> _Work to do_
Return every line of the entries below that contains the word "barrier". Case matters.

> _Dataset rows_
* * * * * * *
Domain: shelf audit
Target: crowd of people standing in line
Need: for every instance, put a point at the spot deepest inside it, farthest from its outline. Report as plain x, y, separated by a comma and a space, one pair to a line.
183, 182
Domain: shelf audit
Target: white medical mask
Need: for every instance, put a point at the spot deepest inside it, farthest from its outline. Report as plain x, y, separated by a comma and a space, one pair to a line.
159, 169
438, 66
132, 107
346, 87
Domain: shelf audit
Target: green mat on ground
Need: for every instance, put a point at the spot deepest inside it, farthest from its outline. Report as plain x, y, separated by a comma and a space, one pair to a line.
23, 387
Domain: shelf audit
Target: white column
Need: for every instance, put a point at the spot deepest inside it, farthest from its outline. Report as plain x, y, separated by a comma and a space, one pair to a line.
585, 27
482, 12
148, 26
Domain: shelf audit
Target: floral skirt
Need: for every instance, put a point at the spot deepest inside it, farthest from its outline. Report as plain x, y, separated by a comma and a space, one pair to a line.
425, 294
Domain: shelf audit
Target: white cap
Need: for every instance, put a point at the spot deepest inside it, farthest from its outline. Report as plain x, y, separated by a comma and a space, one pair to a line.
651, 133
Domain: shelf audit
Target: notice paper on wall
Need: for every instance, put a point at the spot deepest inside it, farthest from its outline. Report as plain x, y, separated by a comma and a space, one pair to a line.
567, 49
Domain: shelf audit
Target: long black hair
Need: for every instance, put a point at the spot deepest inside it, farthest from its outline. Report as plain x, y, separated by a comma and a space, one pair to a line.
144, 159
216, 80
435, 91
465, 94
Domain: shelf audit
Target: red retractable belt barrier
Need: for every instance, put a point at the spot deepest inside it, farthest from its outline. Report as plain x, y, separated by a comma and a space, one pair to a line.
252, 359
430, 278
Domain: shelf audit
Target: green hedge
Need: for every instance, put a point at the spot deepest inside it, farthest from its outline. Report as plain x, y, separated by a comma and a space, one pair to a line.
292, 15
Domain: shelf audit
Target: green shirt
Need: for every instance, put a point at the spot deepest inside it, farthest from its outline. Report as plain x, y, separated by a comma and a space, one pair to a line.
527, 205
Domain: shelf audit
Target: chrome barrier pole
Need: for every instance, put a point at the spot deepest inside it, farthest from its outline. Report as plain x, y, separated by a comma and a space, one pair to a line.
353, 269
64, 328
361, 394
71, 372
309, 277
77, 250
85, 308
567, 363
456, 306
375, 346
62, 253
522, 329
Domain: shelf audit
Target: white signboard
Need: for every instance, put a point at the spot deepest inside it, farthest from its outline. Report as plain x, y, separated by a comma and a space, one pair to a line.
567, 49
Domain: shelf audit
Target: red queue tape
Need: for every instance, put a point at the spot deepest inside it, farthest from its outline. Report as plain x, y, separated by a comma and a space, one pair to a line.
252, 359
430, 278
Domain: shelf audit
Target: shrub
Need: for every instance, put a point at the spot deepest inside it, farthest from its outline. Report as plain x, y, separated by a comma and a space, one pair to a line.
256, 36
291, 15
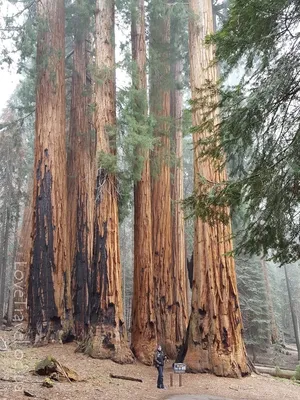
* * * * * * *
> _Reply to the task_
Target: red retractable belt barrier
Target: chrome barrier pole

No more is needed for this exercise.